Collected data

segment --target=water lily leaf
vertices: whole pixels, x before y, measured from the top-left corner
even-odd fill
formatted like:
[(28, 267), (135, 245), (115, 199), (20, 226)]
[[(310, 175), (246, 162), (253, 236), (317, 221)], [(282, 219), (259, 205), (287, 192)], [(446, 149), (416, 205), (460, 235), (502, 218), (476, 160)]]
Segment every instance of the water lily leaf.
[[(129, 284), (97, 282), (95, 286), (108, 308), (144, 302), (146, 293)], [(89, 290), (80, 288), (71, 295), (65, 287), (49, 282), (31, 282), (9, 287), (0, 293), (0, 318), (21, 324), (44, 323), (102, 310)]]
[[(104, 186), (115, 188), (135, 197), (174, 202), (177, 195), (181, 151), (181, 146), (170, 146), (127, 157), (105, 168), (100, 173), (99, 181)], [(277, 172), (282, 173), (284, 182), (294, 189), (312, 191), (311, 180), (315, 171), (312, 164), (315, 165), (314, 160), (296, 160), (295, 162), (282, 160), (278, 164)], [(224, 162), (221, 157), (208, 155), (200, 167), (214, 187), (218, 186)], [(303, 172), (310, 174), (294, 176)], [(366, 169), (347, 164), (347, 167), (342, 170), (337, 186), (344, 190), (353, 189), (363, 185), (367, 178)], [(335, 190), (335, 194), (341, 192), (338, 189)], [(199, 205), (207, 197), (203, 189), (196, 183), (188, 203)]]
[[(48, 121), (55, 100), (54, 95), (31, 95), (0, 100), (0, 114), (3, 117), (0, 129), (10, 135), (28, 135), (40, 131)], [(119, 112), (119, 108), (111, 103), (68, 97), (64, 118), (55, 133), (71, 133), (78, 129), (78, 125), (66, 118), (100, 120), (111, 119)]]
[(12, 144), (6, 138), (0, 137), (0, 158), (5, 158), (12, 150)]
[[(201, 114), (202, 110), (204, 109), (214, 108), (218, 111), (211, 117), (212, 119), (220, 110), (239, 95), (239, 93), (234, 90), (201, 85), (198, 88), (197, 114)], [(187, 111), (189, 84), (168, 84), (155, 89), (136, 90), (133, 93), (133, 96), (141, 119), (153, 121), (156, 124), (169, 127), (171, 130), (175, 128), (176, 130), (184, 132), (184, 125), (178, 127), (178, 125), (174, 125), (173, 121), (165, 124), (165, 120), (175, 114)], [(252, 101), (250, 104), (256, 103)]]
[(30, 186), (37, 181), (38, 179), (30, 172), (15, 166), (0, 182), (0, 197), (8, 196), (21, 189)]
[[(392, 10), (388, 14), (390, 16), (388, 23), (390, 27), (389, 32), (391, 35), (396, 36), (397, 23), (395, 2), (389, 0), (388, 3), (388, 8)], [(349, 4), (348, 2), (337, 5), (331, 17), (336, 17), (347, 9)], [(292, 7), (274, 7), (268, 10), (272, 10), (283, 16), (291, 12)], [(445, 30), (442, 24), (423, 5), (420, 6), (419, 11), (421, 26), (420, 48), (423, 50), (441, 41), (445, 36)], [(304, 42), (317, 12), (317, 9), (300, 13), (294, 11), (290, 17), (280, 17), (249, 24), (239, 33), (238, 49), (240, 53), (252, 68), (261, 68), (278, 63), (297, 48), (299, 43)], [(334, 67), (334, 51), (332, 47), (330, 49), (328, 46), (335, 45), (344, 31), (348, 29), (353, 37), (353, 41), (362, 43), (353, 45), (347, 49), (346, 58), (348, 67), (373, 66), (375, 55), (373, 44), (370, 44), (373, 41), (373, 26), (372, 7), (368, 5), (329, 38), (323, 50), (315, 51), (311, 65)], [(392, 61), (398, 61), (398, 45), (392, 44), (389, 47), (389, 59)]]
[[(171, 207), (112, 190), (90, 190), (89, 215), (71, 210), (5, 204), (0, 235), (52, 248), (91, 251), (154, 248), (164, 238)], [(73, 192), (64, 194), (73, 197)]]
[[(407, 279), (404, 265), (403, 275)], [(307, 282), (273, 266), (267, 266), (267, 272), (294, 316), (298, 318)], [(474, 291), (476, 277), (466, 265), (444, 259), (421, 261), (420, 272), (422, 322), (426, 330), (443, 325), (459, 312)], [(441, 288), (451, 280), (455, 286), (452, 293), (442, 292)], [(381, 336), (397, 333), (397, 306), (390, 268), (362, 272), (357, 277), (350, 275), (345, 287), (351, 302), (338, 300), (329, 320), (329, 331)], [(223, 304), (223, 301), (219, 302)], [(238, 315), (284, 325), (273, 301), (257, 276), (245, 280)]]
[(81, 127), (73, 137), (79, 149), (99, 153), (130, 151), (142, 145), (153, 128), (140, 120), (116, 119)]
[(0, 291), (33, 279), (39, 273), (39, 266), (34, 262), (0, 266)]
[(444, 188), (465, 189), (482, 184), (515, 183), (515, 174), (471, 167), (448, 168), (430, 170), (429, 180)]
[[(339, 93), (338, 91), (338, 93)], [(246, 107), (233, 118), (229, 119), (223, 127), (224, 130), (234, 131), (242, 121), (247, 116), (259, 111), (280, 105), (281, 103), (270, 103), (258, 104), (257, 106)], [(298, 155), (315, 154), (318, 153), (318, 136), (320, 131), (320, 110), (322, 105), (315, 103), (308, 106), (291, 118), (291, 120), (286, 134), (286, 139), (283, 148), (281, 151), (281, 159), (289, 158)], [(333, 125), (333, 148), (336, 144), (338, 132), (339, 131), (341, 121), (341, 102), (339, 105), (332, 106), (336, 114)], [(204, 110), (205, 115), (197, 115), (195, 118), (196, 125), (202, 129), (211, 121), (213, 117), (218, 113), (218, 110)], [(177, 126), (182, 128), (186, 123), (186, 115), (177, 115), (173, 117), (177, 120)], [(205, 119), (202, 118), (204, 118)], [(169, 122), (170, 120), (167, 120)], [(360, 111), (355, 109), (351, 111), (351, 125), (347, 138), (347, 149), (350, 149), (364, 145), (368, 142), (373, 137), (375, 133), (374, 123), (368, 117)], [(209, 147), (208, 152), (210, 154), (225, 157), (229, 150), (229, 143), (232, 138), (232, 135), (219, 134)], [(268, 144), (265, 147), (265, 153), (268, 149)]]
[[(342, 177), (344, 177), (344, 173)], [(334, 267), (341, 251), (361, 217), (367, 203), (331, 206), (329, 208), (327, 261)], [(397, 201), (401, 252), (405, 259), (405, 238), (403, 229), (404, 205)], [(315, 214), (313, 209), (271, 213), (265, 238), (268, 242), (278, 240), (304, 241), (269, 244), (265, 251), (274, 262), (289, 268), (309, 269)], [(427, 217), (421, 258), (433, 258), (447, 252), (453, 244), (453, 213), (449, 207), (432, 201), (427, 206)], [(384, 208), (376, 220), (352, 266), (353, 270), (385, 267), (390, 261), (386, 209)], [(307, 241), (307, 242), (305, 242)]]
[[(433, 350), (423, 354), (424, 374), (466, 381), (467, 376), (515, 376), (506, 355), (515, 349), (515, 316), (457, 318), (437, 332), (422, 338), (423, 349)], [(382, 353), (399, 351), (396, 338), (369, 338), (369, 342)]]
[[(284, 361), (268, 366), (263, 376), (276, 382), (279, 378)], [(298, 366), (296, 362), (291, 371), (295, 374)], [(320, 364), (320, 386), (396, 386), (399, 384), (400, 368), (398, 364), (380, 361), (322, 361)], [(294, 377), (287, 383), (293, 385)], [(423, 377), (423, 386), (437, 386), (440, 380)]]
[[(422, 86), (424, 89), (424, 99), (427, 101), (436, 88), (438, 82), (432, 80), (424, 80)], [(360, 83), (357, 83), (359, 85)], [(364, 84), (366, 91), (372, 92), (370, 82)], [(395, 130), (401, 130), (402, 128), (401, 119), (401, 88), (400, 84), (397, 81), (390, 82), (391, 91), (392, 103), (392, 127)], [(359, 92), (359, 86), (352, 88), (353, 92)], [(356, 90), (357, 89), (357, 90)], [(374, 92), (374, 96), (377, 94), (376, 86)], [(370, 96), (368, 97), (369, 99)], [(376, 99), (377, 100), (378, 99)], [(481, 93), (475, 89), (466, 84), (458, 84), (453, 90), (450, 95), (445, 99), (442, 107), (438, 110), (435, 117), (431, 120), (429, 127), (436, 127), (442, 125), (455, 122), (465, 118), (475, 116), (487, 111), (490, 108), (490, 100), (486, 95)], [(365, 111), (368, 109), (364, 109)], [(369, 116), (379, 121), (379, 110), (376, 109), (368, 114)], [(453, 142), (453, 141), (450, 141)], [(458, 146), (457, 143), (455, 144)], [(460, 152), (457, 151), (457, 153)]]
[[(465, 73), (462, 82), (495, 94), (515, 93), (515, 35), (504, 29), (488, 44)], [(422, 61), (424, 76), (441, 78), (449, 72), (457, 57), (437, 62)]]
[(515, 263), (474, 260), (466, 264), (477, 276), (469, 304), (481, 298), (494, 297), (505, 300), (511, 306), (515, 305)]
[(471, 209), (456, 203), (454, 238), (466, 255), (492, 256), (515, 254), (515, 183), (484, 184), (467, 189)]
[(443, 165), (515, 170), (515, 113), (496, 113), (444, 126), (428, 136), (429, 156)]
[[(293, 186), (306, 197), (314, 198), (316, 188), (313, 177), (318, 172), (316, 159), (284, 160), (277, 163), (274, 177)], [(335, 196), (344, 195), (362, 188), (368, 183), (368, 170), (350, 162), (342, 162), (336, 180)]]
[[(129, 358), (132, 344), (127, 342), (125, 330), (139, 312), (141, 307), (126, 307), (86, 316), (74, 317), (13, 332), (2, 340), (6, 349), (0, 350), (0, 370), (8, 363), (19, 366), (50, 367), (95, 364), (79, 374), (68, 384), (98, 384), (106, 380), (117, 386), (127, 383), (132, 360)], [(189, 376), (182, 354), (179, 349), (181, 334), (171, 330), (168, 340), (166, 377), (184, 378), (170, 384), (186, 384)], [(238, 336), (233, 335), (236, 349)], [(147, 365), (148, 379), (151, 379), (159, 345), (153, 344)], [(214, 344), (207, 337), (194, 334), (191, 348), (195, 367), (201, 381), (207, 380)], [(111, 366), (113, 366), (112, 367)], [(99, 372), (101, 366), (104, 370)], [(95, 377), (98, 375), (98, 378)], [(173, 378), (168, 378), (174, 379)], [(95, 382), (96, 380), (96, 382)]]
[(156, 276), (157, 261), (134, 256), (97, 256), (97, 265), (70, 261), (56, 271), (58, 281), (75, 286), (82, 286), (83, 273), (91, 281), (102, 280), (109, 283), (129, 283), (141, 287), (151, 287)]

The task | Lay out the rows from the beginning of the collected data through the one containing "183), (188, 203)]]" as a Markdown table with the columns Number and Text, leaving out any blank lines.

Solution to the exercise |
| Number | Text |
|---|---|
| 1 | segment --target=water lily leaf |
| 2 | vertices: whole pixels, x before y, measured from the top-left corner |
| 3 | even-odd fill |
| 4 | formatted like: |
| 5 | [(28, 267), (135, 245), (115, 199), (20, 226)] |
| 6 | [[(310, 175), (246, 162), (253, 236), (317, 221)], [(282, 219), (259, 205), (287, 192)], [(446, 149), (416, 205), (460, 235), (502, 218), (476, 160)]] |
| 7 | Segment every instance of the water lily leaf. |
| 8 | [[(129, 284), (97, 282), (95, 286), (108, 308), (144, 302), (146, 293)], [(89, 290), (80, 288), (71, 295), (65, 287), (49, 282), (31, 282), (9, 287), (0, 293), (0, 318), (21, 324), (44, 323), (102, 310)]] |
| 9 | [[(104, 186), (115, 188), (135, 197), (174, 202), (177, 195), (181, 151), (181, 146), (170, 146), (127, 157), (105, 168), (100, 173), (99, 181)], [(277, 172), (282, 173), (284, 182), (294, 189), (312, 191), (311, 180), (315, 171), (312, 164), (315, 165), (314, 160), (296, 160), (295, 162), (282, 160), (278, 164)], [(224, 162), (221, 157), (208, 155), (200, 167), (214, 187), (218, 186)], [(303, 172), (310, 174), (294, 176)], [(366, 169), (347, 164), (347, 167), (342, 170), (337, 186), (344, 190), (353, 189), (363, 185), (367, 178)], [(335, 190), (335, 194), (341, 192), (338, 189)], [(199, 205), (207, 197), (203, 189), (196, 183), (188, 203)]] |